*Instructions to follow:* Leave out the images; return the rest of the data exactly.

*Information shown:*
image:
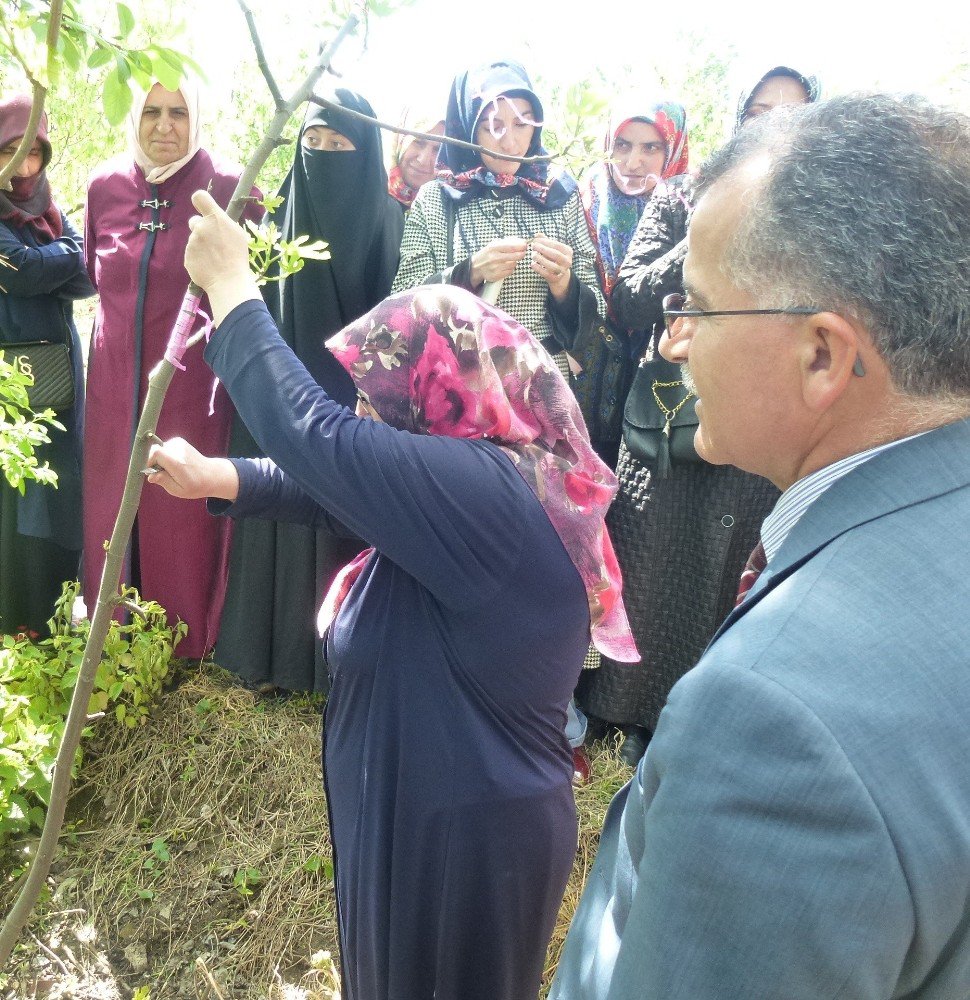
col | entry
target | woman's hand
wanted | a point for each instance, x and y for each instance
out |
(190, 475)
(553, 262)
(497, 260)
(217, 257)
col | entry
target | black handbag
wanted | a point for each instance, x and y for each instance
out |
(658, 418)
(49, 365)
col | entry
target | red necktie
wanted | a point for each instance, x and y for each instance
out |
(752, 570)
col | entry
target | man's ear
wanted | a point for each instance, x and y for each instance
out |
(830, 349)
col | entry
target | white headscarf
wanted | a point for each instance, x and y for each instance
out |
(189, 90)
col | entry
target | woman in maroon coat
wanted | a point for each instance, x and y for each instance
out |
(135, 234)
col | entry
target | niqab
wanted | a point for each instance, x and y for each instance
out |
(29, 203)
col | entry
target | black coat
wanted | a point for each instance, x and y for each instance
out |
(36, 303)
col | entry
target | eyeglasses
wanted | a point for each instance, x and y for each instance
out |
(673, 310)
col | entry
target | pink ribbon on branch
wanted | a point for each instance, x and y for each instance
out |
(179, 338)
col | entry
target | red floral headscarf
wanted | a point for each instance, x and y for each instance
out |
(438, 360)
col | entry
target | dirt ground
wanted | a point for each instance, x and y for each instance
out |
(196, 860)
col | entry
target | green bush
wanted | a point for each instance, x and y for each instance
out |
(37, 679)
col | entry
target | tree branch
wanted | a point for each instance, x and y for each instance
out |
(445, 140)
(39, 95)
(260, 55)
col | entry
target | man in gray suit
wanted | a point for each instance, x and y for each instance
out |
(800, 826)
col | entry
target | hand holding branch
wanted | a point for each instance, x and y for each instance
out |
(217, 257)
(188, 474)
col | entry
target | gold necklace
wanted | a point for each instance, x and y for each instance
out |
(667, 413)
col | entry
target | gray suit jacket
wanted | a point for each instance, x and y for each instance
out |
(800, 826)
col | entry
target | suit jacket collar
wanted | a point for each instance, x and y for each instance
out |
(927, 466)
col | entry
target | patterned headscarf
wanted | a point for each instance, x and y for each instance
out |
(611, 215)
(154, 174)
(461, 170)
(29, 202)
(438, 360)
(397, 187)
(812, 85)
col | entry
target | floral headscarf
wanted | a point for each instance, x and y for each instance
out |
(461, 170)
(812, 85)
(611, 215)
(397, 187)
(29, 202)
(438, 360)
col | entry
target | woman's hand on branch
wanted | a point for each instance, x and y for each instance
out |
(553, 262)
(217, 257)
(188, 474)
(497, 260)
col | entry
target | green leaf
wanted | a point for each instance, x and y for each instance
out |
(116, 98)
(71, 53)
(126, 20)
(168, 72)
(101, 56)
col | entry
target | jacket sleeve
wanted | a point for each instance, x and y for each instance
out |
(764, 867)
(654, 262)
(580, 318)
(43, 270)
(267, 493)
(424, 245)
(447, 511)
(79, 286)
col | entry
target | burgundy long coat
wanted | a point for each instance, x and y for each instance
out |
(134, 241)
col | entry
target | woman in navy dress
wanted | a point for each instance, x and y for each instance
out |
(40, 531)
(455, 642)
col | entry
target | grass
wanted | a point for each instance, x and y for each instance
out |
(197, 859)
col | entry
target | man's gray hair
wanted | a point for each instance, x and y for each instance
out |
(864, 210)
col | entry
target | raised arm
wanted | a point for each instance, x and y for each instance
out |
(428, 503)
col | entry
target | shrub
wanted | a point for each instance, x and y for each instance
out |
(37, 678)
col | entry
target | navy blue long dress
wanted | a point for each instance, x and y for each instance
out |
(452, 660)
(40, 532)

*The answer:*
image:
col | entry
target | woman's hand
wanted | a point for each instance, x and y for each instance
out |
(190, 475)
(553, 262)
(497, 260)
(217, 257)
col | entry
target | black handbag
wanted | a point for each instance, x and y for each instance
out |
(658, 418)
(49, 365)
col | entry
target | red necktie
wanted | a point for each instance, x and y for each instance
out |
(752, 570)
col | entry
target | man's ear
wanted | a point for each instance, x and y for each instance
out |
(830, 349)
col | entry
target | white headscarf
wanted | a point for each instance, x and y for each instance
out |
(189, 90)
col | entry
target | woman in maroon coat
wanted | a point for each instance, x and y for each instance
out |
(135, 234)
col | entry
target | niqab
wanted | a point for each instance, x and y for each instance
out |
(29, 203)
col | entry
target | black coat
wanted | a point for each instance, x and y for each instance
out |
(36, 303)
col | entry
target | eyeglasses
wanted | a point for each instance, x and y for each instance
out |
(673, 310)
col | entry
target | pink ribbon on branch
wanted | a point for each instance, x and y for each instance
out |
(179, 338)
col | entry
target | red floral headscarf
wanted | a point for each instance, x and y for each instance
out |
(438, 360)
col | entry
target | dirt ground
wanted | a point for each instance, x and y for each instance
out |
(196, 860)
col | entry
target | green bush
wanted | a point for each instance, x and y for each instance
out |
(37, 679)
col | entry
target | tree branch
wanted | a point for each instance, x and y for each instance
out |
(445, 140)
(39, 95)
(260, 55)
col | entry
target | man in gray suit
wanted | a point for each instance, x and y for each instance
out |
(800, 826)
col | entry
target | hand holding branch
wanted | a point for each instance, x and y for each instance
out |
(217, 257)
(188, 474)
col | entry
target | gold necklace
wanted | a point for each instance, x and y for each instance
out |
(667, 413)
col | entry
target | gray suit jacket
wanted | a point for each instance, x and y for each instance
out |
(800, 826)
col | entry
target | suit jacket collar
wanted | a point for each instance, x and y for each instance
out |
(927, 466)
col | entry
target | patterned headscarf
wanted | a point for each instance, x and y for each instance
out |
(611, 215)
(154, 174)
(461, 170)
(29, 202)
(438, 360)
(397, 187)
(812, 85)
col | entry
target | floral headscarf
wanted | a point for each instance, x and y for each instance
out |
(461, 170)
(812, 85)
(611, 215)
(397, 187)
(29, 202)
(438, 360)
col | entry
target | woman's hand on branch
wanted | a point for each instance, x and y for each instance
out |
(553, 262)
(217, 257)
(188, 474)
(497, 260)
col | entry
target | green leaf
wanted | a point for each instance, x and y for each instance
out |
(116, 98)
(71, 53)
(126, 20)
(168, 72)
(101, 56)
col | entry
target | jacket sleeve
wanted | a point for each instance, x and y for each instance
out |
(764, 867)
(654, 262)
(580, 318)
(43, 270)
(267, 493)
(424, 245)
(447, 511)
(79, 286)
col | entry
target | burgundy long coat
wanted | a point for each instance, x and y for each instance
out |
(134, 241)
col | entry
target | woman in navy dress
wanted | a point for each instance, x and y for each instance
out |
(40, 531)
(455, 642)
col | entry
target | grass
wanted | a point for each instance, x and y for each instance
out |
(197, 859)
col | entry
target | man's gray hair
wanted | a point for each instance, x and y for each instance
out |
(864, 210)
col | entry
target | raised arm
wanted | a point for each instance, x and y for each instance
out |
(428, 503)
col | entry
target | shrub
wanted | a point for each instance, x and y for each instance
out |
(37, 678)
col | entry
target | navy blue long dress
wanted | a point for each instance, x and y for each instance
out |
(452, 660)
(40, 532)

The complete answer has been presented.